• _Entries_:
■ ■ ■
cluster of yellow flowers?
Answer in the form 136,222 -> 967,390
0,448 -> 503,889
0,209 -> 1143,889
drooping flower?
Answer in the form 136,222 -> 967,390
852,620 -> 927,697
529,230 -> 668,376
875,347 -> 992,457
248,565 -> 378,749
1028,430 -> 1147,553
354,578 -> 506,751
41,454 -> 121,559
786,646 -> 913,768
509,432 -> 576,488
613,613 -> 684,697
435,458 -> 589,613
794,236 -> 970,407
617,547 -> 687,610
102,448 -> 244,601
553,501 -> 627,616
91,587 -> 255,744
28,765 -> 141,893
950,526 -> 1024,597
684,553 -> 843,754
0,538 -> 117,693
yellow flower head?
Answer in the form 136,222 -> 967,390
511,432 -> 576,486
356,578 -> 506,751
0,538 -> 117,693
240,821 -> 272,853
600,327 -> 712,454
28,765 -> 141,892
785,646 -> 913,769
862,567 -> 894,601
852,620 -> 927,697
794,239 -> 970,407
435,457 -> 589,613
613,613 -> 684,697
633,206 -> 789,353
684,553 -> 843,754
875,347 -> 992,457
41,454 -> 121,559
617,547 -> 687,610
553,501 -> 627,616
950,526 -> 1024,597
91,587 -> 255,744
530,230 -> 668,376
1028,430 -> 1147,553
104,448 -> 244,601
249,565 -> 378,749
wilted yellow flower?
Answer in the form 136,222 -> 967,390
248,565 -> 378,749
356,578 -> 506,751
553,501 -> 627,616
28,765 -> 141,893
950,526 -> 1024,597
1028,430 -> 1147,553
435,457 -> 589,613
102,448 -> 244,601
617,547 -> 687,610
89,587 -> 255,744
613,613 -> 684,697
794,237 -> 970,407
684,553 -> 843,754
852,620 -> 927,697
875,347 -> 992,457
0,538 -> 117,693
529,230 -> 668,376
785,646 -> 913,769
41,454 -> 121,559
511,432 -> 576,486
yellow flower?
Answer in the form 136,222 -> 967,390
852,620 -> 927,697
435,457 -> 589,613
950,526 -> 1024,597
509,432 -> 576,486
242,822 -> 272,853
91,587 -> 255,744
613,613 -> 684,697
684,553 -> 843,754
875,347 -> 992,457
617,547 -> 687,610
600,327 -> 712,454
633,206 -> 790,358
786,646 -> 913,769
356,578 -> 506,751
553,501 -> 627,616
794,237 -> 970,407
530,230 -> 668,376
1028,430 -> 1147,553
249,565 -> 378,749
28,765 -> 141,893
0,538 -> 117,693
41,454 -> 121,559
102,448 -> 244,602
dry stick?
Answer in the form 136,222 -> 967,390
■ ■ ■
• _Instruction_:
Tally the lines of the entries above that contain the word "yellow". Reply with the number alone.

• _Solution for this task_:
4